• [WRITTEN TASK]
Show each line of the entries below that contains the string "shoulder", treating uppercase and lowercase letters as distinct.

╭─ INFORMATION SHOWN

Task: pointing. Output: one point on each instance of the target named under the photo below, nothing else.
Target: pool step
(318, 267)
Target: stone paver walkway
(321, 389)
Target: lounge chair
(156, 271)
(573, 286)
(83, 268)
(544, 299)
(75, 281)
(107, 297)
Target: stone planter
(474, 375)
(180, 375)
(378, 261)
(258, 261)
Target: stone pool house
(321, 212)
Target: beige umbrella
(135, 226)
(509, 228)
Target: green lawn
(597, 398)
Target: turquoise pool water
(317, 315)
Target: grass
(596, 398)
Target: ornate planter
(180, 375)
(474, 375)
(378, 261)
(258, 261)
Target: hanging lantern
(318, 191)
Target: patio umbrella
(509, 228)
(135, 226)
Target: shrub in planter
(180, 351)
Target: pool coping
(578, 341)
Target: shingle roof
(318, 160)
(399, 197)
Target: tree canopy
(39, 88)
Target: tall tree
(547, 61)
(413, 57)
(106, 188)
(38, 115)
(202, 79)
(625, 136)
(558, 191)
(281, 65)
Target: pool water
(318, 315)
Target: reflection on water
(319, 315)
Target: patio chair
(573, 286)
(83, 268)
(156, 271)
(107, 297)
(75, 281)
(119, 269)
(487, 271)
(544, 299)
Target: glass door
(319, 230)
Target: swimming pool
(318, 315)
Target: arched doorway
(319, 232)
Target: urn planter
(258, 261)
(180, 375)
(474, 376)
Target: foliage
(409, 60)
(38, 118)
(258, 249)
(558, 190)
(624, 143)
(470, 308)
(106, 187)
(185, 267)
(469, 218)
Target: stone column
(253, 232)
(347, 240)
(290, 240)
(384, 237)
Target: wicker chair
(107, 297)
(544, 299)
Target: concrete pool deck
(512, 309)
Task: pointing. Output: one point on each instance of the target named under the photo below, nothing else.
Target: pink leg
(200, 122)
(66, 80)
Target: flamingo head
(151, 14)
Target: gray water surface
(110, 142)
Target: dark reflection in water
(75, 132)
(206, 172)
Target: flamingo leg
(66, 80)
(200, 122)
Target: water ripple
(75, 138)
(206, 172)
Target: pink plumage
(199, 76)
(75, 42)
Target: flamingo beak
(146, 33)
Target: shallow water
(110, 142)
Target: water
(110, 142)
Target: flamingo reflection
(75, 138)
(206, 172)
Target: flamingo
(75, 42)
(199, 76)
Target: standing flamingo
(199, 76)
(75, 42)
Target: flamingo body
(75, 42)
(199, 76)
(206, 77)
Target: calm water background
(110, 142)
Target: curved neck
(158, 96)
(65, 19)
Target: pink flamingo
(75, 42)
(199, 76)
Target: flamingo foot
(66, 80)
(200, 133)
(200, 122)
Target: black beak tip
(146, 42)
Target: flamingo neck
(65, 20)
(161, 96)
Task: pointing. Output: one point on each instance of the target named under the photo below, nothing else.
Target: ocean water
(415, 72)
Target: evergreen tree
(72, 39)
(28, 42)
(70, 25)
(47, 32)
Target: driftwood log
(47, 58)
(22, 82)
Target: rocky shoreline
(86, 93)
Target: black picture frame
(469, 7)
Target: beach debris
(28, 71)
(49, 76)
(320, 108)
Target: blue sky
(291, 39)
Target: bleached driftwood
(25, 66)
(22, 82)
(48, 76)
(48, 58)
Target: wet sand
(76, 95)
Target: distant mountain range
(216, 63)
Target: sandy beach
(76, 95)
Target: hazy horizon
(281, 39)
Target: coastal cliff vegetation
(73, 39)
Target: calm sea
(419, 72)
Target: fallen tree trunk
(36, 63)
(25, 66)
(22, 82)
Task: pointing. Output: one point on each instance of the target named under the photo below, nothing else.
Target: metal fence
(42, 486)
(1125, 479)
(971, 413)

╰─
╭─ INFORMATION SHOWN

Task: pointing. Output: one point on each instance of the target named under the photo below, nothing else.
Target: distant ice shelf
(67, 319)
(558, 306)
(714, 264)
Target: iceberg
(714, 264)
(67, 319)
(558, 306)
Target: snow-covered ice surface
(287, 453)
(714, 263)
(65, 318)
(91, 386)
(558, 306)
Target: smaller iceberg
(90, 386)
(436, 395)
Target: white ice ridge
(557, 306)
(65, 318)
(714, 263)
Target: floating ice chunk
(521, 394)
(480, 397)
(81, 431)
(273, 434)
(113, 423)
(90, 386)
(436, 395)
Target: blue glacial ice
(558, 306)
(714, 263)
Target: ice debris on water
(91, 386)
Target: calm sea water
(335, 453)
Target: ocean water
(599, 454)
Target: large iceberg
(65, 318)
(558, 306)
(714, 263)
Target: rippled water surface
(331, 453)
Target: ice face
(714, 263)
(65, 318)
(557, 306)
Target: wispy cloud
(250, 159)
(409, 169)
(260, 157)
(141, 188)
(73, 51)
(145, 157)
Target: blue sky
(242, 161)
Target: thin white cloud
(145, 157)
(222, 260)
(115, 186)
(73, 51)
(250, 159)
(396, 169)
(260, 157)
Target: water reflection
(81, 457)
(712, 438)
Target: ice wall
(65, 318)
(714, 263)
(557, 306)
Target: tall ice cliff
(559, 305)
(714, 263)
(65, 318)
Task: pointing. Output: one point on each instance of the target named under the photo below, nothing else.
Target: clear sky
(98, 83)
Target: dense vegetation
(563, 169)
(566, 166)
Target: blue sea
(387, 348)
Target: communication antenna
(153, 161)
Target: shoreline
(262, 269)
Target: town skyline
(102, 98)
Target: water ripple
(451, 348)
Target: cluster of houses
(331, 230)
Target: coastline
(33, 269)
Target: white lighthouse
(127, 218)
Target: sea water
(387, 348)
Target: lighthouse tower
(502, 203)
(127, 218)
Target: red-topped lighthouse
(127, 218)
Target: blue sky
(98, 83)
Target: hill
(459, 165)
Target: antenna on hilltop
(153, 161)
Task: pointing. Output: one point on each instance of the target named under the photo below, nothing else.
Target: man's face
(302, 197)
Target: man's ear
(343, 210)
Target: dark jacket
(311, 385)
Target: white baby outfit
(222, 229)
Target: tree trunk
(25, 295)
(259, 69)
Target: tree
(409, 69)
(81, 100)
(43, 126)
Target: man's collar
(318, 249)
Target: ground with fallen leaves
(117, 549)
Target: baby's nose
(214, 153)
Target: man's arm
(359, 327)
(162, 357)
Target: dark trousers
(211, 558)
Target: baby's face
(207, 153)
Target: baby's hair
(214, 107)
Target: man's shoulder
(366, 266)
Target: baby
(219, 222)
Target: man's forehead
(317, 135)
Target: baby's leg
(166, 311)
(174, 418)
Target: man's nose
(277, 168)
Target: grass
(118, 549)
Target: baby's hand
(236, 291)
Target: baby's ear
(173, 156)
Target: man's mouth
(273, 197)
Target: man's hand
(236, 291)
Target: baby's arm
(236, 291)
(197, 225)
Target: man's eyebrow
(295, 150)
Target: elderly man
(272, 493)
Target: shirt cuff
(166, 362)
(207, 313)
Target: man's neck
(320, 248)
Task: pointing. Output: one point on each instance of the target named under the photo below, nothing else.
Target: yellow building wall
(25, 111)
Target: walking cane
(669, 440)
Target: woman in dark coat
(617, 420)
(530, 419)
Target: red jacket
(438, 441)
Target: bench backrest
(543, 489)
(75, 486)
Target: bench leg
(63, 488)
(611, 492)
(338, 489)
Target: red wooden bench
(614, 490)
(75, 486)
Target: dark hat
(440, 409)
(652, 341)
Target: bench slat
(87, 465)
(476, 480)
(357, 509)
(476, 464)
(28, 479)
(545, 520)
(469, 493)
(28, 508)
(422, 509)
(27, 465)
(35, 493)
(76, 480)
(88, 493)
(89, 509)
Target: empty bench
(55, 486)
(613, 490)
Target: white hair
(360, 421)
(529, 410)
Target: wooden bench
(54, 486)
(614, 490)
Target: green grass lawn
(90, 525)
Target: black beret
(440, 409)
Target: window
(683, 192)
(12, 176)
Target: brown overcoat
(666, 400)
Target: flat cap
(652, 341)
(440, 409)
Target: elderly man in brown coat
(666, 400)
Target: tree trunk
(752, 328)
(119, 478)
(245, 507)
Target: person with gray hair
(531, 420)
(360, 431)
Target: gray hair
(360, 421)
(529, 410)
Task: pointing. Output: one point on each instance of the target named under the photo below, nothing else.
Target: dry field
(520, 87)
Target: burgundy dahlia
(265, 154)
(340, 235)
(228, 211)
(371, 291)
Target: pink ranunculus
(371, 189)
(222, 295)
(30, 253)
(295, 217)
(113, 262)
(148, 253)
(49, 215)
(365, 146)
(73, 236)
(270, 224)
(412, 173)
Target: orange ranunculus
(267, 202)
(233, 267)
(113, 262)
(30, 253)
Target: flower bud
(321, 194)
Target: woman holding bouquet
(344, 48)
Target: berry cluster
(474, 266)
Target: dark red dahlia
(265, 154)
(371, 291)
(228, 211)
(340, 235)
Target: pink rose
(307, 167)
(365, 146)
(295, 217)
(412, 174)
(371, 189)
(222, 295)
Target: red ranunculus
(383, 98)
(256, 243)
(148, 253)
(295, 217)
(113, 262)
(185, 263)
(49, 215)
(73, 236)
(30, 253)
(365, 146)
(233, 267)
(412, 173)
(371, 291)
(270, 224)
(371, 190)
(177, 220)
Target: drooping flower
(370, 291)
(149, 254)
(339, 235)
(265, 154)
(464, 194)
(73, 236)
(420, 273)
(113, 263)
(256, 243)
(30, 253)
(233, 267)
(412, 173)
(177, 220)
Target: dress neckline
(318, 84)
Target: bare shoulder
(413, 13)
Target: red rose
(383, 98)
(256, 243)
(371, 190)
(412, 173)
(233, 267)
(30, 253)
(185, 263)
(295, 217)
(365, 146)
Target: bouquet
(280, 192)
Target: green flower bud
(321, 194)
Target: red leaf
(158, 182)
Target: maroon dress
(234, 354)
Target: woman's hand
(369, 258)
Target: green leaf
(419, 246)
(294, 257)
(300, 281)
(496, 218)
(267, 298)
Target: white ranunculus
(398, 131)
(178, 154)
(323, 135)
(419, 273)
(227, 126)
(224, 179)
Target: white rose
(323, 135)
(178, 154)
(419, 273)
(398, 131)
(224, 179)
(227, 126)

╰─
╭─ INFORMATION SHOWN

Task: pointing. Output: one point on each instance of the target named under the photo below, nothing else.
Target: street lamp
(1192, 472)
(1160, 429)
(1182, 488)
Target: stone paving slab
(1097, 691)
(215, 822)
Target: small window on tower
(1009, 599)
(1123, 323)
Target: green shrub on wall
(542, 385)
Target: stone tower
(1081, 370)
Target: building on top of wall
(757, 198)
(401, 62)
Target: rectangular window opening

╰─

• [SOLUTION TO THIS EXERCISE]
Target: man's shoulder
Target: bare shoulder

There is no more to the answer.